**Consignes**:
1. Pour chaque affirmation, dites par oui ou par non si elle concorde avec le texte sur les mandrills, et citez fidèlement les mots du texte qui tranchent. (a) Le projet Mandrillus a débuté en 2012 dans le sud du Gabon. (b) Les chercheurs ont observé les mandrills sur le terrain pendant dix ans. (c) Les mandrills infectés reçoivent plus de toilettage de leurs congénères que les mandrills sains.
2. Recopiez tout le passage du texte sur les mandrills, depuis « Les mandrills évitent » jusqu’à « conflit par exemple. ».
3. Dans quelle revue les travaux du CNRS décrits dans le texte sur les mandrills ont-ils paru ?

**Texte fourni**:
______
Les mandrills évitent d’entrer en contact avec leurs congénères infectés par des amibes gastro-intestinales grâce à leur odorat, afin d’échapper à toute contamination.
Ces travaux du CNRS, publiés dans la revue Science Advances, montrent que les parasites influencent les comportements sociaux des primates qui développent une stratégie d’évitement parasitaire grâce à un mécanisme olfactif. Le « Projet Mandrillus » a été initié en 2012 au sud du Gabon pour étudier l’écologie de la seule population au monde de mandrills sauvages habitués à l’Homme. Les fréquents comportements de toilettage de ces primates, qui servent certainement à éliminer les ectoparasites, jouent aussi un rôle majeur dans la cohésion sociale du groupe en apaisant les tensions après un conflit par exemple.
Forts de cinq ans d’observation in situ, les chercheurs ont montré que les mandrills infectés par des amibes gastro-intestinales étaient moins toilettés par leurs congénères que les mandrills sains, en particulier au niveau des zones corporelles à fort risque contagieux : les zones ano-génitales.
______
**Extrait des données**:
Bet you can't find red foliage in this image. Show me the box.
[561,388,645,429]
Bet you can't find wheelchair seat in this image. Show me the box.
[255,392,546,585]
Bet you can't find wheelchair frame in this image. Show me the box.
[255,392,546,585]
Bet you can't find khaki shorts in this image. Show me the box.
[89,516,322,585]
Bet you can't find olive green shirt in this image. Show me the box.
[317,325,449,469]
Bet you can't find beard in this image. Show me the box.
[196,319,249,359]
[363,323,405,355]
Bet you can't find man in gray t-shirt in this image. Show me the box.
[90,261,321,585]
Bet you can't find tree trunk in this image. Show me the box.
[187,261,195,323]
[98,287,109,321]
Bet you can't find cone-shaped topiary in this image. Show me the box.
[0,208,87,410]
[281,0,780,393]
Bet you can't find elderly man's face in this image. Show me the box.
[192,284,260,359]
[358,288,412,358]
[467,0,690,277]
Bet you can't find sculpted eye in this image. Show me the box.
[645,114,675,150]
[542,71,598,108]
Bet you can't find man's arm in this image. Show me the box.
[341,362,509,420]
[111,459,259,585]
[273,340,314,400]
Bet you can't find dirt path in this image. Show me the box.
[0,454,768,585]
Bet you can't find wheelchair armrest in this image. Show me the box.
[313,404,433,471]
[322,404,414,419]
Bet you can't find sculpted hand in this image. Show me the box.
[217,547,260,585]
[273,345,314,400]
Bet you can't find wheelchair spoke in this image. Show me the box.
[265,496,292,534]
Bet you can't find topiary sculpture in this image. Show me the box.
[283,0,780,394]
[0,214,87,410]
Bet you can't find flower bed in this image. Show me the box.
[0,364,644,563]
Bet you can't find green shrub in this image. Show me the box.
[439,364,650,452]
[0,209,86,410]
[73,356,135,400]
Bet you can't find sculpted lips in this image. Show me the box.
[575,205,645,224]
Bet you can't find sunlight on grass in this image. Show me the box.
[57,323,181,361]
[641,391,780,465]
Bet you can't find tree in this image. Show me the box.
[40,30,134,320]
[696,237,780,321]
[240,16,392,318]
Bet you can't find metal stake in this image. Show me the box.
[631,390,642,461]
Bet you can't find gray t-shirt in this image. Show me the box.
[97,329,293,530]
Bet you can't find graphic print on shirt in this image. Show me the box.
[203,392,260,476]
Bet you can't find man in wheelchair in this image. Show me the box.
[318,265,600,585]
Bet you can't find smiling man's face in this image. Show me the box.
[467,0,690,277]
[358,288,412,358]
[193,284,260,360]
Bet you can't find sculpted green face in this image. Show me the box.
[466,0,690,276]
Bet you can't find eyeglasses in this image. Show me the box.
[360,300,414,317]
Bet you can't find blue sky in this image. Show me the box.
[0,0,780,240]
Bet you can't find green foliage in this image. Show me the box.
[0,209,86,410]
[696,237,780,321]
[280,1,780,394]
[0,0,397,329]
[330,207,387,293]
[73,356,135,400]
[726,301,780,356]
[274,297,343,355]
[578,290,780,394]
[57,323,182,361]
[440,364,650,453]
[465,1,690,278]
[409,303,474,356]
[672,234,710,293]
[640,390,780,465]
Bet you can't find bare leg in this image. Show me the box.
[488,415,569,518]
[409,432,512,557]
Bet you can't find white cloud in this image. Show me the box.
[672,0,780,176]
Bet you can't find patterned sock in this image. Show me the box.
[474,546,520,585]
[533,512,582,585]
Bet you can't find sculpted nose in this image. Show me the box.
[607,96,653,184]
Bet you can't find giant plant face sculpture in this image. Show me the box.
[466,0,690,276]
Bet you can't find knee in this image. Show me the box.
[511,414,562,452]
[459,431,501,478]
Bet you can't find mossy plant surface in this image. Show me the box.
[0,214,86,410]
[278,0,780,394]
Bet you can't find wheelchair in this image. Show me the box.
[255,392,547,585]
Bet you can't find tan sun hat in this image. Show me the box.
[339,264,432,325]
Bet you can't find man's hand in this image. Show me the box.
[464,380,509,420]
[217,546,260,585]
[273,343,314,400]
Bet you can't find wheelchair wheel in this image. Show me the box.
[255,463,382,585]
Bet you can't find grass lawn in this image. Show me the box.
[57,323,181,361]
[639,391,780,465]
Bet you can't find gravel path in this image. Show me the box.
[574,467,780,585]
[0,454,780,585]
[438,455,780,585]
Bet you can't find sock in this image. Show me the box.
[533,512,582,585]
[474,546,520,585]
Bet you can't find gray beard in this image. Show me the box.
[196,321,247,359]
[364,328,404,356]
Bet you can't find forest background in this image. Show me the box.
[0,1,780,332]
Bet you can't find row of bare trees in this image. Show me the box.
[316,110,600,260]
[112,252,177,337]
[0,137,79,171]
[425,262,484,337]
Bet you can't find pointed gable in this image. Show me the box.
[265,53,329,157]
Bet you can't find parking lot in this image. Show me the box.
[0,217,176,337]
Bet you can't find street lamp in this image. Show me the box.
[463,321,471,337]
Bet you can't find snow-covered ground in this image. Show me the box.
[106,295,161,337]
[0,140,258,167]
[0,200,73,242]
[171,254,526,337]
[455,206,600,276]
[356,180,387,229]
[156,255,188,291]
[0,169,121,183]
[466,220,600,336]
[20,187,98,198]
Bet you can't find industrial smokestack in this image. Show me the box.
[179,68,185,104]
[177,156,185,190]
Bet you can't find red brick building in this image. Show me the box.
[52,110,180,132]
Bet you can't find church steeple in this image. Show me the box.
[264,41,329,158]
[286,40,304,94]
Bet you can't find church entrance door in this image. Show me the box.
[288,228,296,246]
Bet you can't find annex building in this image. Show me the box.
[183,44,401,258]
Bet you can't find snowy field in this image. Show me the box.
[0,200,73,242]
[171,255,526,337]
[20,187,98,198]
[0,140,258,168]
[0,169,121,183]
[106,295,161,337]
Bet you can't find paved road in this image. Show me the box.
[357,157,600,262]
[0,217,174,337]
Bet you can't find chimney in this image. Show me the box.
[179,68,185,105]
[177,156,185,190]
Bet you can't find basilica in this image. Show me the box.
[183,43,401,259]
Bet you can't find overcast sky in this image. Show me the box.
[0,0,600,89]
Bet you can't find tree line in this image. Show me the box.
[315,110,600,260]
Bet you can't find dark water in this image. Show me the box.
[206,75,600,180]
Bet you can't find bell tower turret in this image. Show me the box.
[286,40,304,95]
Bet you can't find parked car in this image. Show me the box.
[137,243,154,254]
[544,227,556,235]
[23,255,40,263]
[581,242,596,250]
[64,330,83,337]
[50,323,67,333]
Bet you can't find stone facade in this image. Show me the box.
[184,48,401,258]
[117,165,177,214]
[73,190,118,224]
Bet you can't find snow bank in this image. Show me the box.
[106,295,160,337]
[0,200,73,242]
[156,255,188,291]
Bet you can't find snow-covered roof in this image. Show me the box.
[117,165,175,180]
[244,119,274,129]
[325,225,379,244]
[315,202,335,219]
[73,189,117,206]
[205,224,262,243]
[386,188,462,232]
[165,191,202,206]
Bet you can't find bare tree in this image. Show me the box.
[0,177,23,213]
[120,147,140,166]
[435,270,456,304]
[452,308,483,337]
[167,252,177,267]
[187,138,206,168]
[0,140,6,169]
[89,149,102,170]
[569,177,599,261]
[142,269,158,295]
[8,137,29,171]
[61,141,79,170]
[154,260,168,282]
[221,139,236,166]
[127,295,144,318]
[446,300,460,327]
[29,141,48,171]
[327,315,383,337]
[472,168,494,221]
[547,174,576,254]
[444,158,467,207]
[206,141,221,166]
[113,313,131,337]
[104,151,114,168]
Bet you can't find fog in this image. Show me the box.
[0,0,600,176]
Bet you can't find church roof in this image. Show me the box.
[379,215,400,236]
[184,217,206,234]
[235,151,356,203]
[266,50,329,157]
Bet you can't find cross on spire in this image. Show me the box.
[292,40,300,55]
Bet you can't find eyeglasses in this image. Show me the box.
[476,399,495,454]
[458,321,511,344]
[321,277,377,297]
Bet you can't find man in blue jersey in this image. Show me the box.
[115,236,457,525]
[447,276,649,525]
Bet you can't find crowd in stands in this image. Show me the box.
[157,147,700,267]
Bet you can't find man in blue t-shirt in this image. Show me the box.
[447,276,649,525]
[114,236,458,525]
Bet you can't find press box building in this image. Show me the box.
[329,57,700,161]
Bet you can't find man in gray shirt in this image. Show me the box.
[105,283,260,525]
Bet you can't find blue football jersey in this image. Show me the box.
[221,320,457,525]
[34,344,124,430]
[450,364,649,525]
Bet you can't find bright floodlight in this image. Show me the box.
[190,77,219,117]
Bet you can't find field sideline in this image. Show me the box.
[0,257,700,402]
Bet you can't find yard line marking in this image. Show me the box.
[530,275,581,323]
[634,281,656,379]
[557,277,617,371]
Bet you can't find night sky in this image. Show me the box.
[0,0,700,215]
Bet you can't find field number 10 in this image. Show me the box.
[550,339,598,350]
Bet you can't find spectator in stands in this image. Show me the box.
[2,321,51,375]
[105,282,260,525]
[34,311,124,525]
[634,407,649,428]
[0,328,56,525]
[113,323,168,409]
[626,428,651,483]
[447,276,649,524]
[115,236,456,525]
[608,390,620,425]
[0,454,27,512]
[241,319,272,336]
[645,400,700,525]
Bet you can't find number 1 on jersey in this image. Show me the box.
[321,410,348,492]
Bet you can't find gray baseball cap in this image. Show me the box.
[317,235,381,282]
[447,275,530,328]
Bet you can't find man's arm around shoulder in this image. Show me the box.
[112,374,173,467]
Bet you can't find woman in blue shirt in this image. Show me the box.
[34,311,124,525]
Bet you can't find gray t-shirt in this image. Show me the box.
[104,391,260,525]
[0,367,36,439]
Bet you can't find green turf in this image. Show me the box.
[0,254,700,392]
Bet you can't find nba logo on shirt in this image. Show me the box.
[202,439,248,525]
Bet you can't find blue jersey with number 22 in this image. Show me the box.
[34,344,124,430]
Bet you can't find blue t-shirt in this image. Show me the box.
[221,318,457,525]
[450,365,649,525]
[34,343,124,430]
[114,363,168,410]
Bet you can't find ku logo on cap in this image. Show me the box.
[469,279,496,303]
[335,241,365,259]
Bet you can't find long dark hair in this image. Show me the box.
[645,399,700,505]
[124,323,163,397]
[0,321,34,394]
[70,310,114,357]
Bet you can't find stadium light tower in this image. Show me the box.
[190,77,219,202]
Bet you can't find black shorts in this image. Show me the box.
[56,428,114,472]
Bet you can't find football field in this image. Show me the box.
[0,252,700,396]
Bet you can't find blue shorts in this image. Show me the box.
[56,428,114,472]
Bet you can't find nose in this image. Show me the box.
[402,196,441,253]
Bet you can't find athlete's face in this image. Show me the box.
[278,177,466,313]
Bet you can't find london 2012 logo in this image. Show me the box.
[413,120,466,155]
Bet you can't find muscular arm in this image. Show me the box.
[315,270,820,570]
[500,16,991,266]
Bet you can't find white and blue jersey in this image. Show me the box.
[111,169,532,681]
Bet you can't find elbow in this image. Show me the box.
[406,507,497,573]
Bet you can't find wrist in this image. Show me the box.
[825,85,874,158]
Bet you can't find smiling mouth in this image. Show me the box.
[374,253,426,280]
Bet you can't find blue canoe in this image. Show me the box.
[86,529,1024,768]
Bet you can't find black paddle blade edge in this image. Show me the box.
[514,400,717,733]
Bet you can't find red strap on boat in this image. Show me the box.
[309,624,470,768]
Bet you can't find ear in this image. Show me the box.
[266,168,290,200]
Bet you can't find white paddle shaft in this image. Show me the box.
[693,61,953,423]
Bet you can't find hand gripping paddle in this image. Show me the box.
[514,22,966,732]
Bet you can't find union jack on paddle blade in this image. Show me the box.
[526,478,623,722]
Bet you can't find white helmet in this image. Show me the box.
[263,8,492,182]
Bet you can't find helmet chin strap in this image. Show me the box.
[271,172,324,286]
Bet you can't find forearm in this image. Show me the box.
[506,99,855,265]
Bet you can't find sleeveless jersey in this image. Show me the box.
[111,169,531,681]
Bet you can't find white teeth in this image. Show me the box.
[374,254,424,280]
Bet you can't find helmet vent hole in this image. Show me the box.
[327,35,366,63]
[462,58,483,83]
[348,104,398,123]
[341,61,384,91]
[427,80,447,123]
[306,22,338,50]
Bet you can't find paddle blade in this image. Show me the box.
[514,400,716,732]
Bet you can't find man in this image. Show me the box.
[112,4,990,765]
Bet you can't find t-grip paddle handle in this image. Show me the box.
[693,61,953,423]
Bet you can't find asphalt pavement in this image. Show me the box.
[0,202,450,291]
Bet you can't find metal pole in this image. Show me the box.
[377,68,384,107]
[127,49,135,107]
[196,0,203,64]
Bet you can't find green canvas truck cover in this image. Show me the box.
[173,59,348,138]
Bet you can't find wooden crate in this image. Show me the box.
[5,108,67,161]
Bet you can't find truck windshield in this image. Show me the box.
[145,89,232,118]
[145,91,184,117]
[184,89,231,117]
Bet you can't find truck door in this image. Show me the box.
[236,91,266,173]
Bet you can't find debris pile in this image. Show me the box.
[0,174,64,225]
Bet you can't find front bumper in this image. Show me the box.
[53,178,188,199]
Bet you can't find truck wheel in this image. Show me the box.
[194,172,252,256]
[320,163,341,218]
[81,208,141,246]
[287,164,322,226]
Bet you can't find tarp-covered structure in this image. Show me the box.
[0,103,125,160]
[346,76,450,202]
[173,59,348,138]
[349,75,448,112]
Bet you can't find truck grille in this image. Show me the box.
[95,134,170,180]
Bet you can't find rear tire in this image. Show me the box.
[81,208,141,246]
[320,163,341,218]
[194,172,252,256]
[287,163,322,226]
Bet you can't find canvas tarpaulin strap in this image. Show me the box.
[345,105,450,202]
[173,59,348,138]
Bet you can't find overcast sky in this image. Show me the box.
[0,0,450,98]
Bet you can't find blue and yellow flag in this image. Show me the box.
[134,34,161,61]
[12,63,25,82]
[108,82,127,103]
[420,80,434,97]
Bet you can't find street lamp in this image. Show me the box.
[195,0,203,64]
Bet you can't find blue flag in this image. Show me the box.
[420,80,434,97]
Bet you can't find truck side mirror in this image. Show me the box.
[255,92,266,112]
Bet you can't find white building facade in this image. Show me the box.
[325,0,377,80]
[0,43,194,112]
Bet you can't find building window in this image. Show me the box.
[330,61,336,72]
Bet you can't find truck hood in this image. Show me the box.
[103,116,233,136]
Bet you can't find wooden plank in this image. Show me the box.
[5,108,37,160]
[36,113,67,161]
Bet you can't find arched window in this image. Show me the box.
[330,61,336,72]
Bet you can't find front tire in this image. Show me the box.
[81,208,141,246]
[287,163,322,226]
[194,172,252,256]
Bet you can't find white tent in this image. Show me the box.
______
**Réponses**:
1.
(a) Oui : « a été initié en 2012 au sud du Gabon ».
(b) Non : « Forts de cinq ans d’observation in situ ».
(c) Non : « étaient moins toilettés par leurs congénères que les mandrills sains ».

2.
Les mandrills évitent d’entrer en contact avec leurs congénères infectés par des amibes gastro-intestinales grâce à leur odorat, afin d’échapper à toute contamination.
Ces travaux du CNRS, publiés dans la revue Science Advances, montrent que les parasites influencent les comportements sociaux des primates qui développent une stratégie d’évitement parasitaire grâce à un mécanisme olfactif. Le « Projet Mandrillus » a été initié en 2012 au sud du Gabon pour étudier l’écologie de la seule population au monde de mandrills sauvages habitués à l’Homme. Les fréquents comportements de toilettage de ces primates, qui servent certainement à éliminer les ectoparasites, jouent aussi un rôle majeur dans la cohésion sociale du groupe en apaisant les tensions après un conflit par exemple.

3. Dans la revue Science Advances.